Revise every entry below, replacing "integer pixel values" with "whole-number pixel coordinates" and leaving the rest of each line unchanged.

• _DATA ROWS_:
——————
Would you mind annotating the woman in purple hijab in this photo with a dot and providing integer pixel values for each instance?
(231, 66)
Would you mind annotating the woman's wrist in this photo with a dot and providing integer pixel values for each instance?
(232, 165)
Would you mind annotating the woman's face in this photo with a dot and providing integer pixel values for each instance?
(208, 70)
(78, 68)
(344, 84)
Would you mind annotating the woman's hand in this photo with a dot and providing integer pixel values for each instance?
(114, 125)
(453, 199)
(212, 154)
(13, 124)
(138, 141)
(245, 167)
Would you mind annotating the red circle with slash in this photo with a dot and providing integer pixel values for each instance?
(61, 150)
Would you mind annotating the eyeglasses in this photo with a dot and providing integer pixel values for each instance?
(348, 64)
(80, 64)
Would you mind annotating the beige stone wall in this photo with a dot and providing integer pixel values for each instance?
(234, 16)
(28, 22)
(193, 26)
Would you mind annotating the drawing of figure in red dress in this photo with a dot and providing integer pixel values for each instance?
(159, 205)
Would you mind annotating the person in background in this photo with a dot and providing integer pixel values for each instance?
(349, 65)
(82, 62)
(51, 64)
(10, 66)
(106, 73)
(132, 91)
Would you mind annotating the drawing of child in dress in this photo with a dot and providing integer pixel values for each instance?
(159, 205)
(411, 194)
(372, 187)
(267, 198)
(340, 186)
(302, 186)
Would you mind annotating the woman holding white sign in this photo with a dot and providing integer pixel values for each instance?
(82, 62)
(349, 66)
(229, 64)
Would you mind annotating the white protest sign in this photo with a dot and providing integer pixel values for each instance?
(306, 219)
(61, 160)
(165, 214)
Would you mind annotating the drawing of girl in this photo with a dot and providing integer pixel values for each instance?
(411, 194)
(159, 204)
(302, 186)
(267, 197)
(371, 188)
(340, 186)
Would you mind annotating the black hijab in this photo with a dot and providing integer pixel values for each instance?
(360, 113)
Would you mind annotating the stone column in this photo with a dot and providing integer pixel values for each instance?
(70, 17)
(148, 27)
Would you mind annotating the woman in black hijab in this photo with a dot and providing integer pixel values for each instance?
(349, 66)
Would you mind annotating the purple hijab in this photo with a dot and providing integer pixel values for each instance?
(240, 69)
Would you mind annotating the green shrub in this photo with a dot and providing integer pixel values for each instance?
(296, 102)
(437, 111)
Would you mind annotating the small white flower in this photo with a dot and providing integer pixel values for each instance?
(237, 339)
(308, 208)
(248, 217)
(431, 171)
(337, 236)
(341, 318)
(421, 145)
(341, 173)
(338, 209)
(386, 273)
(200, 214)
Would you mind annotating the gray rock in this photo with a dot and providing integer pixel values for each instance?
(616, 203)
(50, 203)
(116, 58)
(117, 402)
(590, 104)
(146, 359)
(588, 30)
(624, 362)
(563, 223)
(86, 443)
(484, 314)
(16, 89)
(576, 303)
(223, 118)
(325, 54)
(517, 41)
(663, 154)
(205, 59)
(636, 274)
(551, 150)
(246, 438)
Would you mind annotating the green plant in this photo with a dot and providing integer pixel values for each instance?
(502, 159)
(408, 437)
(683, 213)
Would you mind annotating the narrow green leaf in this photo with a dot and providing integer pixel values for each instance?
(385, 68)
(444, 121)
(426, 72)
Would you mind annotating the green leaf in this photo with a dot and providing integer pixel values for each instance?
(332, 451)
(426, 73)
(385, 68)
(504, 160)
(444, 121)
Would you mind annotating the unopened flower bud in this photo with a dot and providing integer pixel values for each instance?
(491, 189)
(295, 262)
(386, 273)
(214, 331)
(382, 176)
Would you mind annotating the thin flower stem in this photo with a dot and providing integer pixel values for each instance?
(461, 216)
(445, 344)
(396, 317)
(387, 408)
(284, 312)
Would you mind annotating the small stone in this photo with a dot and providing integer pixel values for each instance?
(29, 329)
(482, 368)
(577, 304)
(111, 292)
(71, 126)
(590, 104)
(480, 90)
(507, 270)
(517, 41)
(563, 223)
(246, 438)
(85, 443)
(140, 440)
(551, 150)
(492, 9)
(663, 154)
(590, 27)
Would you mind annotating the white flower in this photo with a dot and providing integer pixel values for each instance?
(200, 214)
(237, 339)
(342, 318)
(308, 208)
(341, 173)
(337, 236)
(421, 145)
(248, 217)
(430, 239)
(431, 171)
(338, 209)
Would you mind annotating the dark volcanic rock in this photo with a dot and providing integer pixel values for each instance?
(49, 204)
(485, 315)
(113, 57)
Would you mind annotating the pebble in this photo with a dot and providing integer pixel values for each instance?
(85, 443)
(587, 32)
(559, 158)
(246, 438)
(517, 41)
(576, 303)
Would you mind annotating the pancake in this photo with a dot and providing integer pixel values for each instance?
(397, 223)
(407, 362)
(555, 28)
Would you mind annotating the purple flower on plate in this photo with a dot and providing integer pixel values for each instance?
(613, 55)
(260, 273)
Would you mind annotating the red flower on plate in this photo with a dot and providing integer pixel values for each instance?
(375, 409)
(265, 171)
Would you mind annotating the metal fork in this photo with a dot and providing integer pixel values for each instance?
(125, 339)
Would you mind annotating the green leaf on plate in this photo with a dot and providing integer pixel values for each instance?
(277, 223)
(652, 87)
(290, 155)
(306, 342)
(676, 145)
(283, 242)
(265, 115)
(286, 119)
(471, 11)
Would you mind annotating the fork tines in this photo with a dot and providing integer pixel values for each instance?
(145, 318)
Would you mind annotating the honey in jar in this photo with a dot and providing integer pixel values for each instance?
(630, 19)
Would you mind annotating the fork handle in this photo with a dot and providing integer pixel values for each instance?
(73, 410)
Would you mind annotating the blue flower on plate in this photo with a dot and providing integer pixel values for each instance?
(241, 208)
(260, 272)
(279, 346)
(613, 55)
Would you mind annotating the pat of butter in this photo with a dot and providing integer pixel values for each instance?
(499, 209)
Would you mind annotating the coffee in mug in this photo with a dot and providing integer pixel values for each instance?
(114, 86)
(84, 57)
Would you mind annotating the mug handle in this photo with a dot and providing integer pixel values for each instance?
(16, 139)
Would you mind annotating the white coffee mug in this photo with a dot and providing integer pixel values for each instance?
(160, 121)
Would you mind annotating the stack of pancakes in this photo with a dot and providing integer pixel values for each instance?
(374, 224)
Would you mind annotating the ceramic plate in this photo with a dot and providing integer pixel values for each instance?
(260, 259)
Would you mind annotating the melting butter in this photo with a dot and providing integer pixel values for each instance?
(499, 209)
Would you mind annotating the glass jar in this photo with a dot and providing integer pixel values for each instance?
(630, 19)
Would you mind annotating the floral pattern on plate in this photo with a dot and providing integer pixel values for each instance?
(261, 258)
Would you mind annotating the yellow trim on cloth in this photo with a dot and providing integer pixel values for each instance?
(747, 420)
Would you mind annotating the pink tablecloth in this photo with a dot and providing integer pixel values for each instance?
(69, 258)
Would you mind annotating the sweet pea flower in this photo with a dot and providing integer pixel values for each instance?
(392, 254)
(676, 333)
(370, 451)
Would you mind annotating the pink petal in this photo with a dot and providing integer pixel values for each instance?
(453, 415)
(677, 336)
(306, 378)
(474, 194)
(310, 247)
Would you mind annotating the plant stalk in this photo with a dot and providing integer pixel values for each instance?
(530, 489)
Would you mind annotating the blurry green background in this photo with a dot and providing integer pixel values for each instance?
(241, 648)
——————
• _SOLUTION TO THE PROBLEM_:
Would you mind annotating the woman in purple hijab in this photo with a dot and providing whole-number pixel coordinates for each instance?
(231, 66)
Would you mind annotating the woman's wrist in this photo with a dot and providing whole-number pixel coordinates for each instance?
(232, 165)
Would you mind annotating the woman's face in this photo with a dot and providing whole-number pixel coordinates for each instance?
(208, 70)
(78, 68)
(344, 84)
Would you mind annotating the woman's hand in this photo with a dot and providing whole-number pixel coordinates for each instance?
(114, 125)
(453, 199)
(212, 154)
(13, 124)
(138, 141)
(245, 167)
Would you mind annotating the red circle with slash in this photo with a dot and providing whole-number pixel coordinates for each instance?
(61, 150)
Would you mind annotating the eyeglasses in this photo with a dot and providing whole-number pixel coordinates for each instance?
(348, 64)
(80, 64)
Would you mind annotating the beige stone wall in this photo with a dot and providing whole-number pixel coordinates for each instance?
(234, 16)
(28, 22)
(193, 26)
Would you mind annotating the drawing of figure in red dress in this photo with a dot and providing whole-number pixel coordinates for each instance?
(159, 205)
Would you mind annotating the person in background in this photo with a dot and providing whole-number pixel coordinates for each instance?
(349, 65)
(82, 62)
(51, 64)
(10, 66)
(106, 73)
(132, 91)
Would you mind annotating the drawing of child in dress in this photo with a dot and providing whole-number pixel coordinates for each instance?
(159, 205)
(411, 194)
(372, 187)
(267, 198)
(340, 186)
(302, 186)
Would you mind annotating the woman holding white sign in this photo with a dot and providing whole-number pixel coordinates for each instance?
(82, 62)
(349, 66)
(229, 64)
Would you mind annotating the white protest sign in this photo with a dot and providing whole-number pixel coordinates for each instance?
(306, 219)
(61, 160)
(165, 214)
Would you mind annotating the drawing of girl in this photo with a dot and providing whole-number pixel coordinates for each instance?
(411, 194)
(159, 204)
(302, 186)
(267, 197)
(371, 188)
(340, 186)
Would you mind annotating the black hijab in this photo with a dot and providing whole-number pixel coordinates for each instance?
(360, 113)
Would you mind annotating the stone column in this photo with a dot and providing whole-number pixel coordinates for each instance?
(70, 17)
(148, 27)
Would you mind annotating the woman in black hijab in this photo with a dot and providing whole-number pixel coordinates for each instance?
(349, 66)
Would you mind annotating the purple hijab in this photo with a dot and providing whole-number pixel coordinates for each instance?
(240, 69)
Would you mind annotating the green shrub in this photo with a dot and providing whole-number pixel coordinates for each instance?
(296, 102)
(437, 111)
Would you mind annotating the small white flower in this photo with a dot and providing whole-number pixel coordinates for each instance?
(237, 339)
(308, 208)
(248, 217)
(431, 171)
(337, 236)
(341, 318)
(421, 145)
(341, 173)
(338, 209)
(386, 273)
(200, 214)
Would you mind annotating the gray rock in this photo with a dot and providing whole-number pixel coordinates for each instance?
(616, 203)
(50, 203)
(116, 58)
(117, 402)
(590, 104)
(146, 359)
(588, 30)
(624, 362)
(563, 223)
(86, 443)
(484, 314)
(16, 89)
(576, 303)
(223, 118)
(325, 54)
(517, 41)
(663, 154)
(205, 59)
(636, 274)
(551, 150)
(246, 438)
Would you mind annotating the green plant in this photo with a dot and providing whole-number pixel coordinates for each instance?
(502, 159)
(408, 437)
(683, 213)
Would you mind annotating the narrow green leaf in this photo with a dot and providing whole-number pixel coordinates for each instance?
(385, 68)
(444, 121)
(426, 72)
Would you mind annotating the green leaf in this photo with a dot and providing whole-number pixel coordinates for each instance?
(332, 451)
(426, 73)
(385, 68)
(504, 160)
(444, 121)
Would you mind annotating the unopened flower bud in this photo with a dot and providing whole-number pixel coordinates for each instance?
(491, 189)
(295, 262)
(386, 273)
(214, 331)
(382, 176)
Would you mind annotating the thin flower stem in this photo with a dot and providing whole-number pixel coordinates for each instance?
(461, 216)
(445, 344)
(396, 317)
(387, 408)
(284, 312)
Would you mind annotating the small stone in this photo with a dot and providing whole-number pixel coordinates for each instance?
(29, 329)
(482, 368)
(577, 304)
(111, 292)
(71, 126)
(590, 104)
(480, 90)
(507, 270)
(517, 41)
(563, 223)
(246, 438)
(85, 443)
(140, 440)
(551, 150)
(492, 9)
(663, 154)
(590, 27)
Would you mind annotating the white flower in this photo with a dot and providing whole-number pixel coordinates for each instance?
(200, 214)
(237, 339)
(342, 318)
(308, 208)
(341, 173)
(337, 236)
(421, 145)
(248, 217)
(430, 239)
(431, 171)
(338, 209)
Would you mind annotating the dark volcanic rock in this photo with a dot and providing whole-number pixel coordinates for each instance?
(49, 204)
(485, 315)
(113, 57)
Would you mind annotating the pebble in this photo with a dot and providing whole-number pixel coordinates for each instance?
(85, 443)
(587, 32)
(559, 158)
(246, 438)
(517, 41)
(576, 303)
Would you mind annotating the pancake in this photo with a dot and providing whole-number pixel coordinates for each instance?
(397, 223)
(407, 362)
(555, 28)
Would you mind annotating the purple flower on plate in this photo with a dot and providing whole-number pixel coordinates for each instance?
(613, 55)
(260, 273)
Would you mind annotating the red flower on plate in this photo with a dot and providing whole-number pixel coordinates for each instance?
(375, 409)
(265, 171)
Would you mind annotating the metal fork in this photo with a dot and providing whole-number pixel coordinates for each instance?
(125, 339)
Would you mind annotating the green leaf on plate in this photo with a dot and providing whole-number pixel coordinates for each instance?
(277, 223)
(652, 87)
(290, 155)
(306, 342)
(676, 145)
(283, 242)
(265, 115)
(286, 119)
(471, 11)
Would you mind annotating the fork tines in this photo with a dot and providing whole-number pixel coordinates for each instance?
(145, 318)
Would you mind annotating the honey in jar in this photo with a dot and providing whole-number pixel coordinates for each instance?
(630, 19)
Would you mind annotating the fork handle in this photo with a dot and providing whole-number pixel coordinates for each instance?
(73, 410)
Would you mind annotating the blue flower on plate in this photo with a dot and providing whole-number pixel coordinates for each instance?
(241, 208)
(260, 272)
(279, 346)
(613, 55)
Would you mind annotating the pat of butter in this photo with a dot and providing whole-number pixel coordinates for each instance?
(499, 209)
Would you mind annotating the coffee in mug in this photo with a dot and providing whole-number pixel coordinates for each instance?
(114, 86)
(84, 57)
Would you mind annotating the mug handle in this photo with a dot and providing whole-number pixel coordinates for each instance?
(16, 139)
Would you mind annotating the white coffee mug in this photo with a dot and providing whole-number pixel coordinates for each instance?
(160, 121)
Would you mind annotating the stack of pancakes in this photo with a dot and providing whole-number pixel coordinates for each instance?
(374, 224)
Would you mind annotating the ceramic plate in this photo with a dot and providing whole-number pixel coordinates for each instance?
(260, 259)
Would you mind annotating the melting butter in this photo with a dot and providing whole-number pixel coordinates for each instance?
(499, 209)
Would you mind annotating the glass jar in this photo with a dot and providing whole-number pixel coordinates for each instance?
(630, 19)
Would you mind annotating the floral pattern on plate in this photo with a dot and providing whole-number pixel coordinates for each instance?
(261, 258)
Would you mind annotating the yellow trim on cloth in this photo with a dot and providing whole-number pixel coordinates for each instance?
(747, 420)
Would you mind annotating the pink tablecloth in this photo with a dot and providing whole-number pixel coordinates for each instance?
(69, 258)
Would you mind annotating the sweet pea flower in this photo with a dot and providing whole-number pixel coordinates for each instance?
(392, 254)
(676, 333)
(370, 451)
Would you mind annotating the pink petal in this photo with a dot and providing whole-number pixel coordinates for each instance?
(453, 415)
(677, 336)
(306, 378)
(474, 194)
(310, 247)
Would you mind annotating the plant stalk in this photo with a dot and providing whole-number pixel coordinates for each instance?
(530, 489)
Would you mind annotating the blurry green background in this photo with a dot and providing whole-number pixel coordinates for each instance?
(241, 648)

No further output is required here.